▶ EXCERPT
--
BANKNIFTY at 52,000, lot 30, teaches the same lesson with a sharper edge because its contracts realise more and its rolls are larger. When a BANKNIFTY weekly expires, the dying contract's final IV — already an artefact of a near-zero premium — is dropped, and the next weekly's IV takes over at its own, usually higher, level. A trader running an IV Rank on a spliced BANKNIFTY near-month series will find the roll gaps even wider than NIFTY's, because BANKNIFTY's larger moves and richer event sensitivity make the fresh contract's IV jump more at each roll. The result is an IV Rank whose range is inflated by structural splices, so a 'low IV Rank' reading right after a BANKNIFTY roll may simply mean the fresh contract's higher IV lifted the top of the band — not that BANKNIFTY volatility is genuinely cheap. The fix is the same: measure against a constant-maturity series, or at least know when a contract expired underneath the number.

Lot sizes used above (NIFTY 75, BANKNIFTY 30) are those in force at the time of writing; NSE revises them periodically. Figures exclude brokerage, STT, exchange charges, stamp duty and GST. Examples are teaching scenarios built on round numbers — they are not historical quotes, not backtests and not trade calls.

Risk note. The upward roll gap is sometimes read as a tradeable signal — 'IV jumped at the roll, so volatility is rising, buy options'. It is nothing of the kind. The jump is structural: the new contract measures a longer, fuller window than the dying one, so its IV starts higher for reasons that have nothing to do with the market becoming more volatile. Building a directional volatility trade on the roll gap is trading the contract calendar and mistaking it for a market signal, and the position will disappoint exactly when the next roll reverses the artefact.
--
▶ SET EXERCISE A
In the excerpt on BANKNIFTY implied volatility, what lot size is given for BANKNIFTY?
The entries that come next are unrelated to the excerpt.

Point labels for objects
--
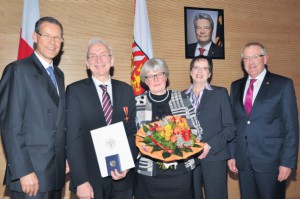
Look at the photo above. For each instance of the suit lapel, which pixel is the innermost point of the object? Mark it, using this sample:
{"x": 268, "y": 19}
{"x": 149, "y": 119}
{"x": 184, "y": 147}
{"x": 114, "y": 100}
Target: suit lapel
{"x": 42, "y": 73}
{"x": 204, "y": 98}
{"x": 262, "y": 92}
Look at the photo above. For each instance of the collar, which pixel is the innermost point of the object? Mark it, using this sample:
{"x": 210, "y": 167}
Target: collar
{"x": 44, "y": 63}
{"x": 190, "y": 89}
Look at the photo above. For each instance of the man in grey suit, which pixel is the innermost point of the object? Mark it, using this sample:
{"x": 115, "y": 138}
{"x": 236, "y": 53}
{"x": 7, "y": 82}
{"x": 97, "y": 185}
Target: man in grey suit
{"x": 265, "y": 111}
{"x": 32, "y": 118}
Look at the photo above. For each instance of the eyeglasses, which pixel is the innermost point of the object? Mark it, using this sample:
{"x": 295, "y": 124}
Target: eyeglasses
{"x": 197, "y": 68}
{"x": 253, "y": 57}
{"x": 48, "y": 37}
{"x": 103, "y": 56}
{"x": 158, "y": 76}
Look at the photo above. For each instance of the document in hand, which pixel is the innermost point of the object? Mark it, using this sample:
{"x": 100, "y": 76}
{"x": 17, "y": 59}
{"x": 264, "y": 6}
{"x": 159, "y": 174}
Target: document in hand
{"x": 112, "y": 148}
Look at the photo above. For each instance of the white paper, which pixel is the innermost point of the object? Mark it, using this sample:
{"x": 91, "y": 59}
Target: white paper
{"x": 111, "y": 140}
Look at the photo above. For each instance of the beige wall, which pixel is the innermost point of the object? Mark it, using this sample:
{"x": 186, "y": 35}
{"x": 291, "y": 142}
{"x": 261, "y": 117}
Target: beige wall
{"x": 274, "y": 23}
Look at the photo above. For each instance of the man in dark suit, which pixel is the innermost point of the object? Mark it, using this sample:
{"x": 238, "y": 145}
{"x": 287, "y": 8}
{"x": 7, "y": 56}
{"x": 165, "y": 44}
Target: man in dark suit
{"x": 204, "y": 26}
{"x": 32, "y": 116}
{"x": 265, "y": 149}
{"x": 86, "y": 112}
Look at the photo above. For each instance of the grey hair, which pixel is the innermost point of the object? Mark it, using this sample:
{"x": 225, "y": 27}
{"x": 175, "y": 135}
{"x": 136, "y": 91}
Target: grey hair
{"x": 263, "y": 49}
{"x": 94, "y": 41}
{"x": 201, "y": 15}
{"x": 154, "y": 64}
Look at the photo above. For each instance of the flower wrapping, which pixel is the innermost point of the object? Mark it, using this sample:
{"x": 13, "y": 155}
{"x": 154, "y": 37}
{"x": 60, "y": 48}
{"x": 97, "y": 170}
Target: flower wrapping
--
▶ SET EXERCISE B
Reproduce the entries word for word, starting with the line that contains "Look at the photo above. For each instance of the flower" and continuing through the final line of the entries.

▶ WRITTEN ANSWER A
30

▶ WRITTEN ANSWER B
Look at the photo above. For each instance of the flower wrapping, which pixel is the innermost point of the object? Mark it, using this sample:
{"x": 13, "y": 155}
{"x": 154, "y": 37}
{"x": 60, "y": 48}
{"x": 97, "y": 170}
Target: flower wrapping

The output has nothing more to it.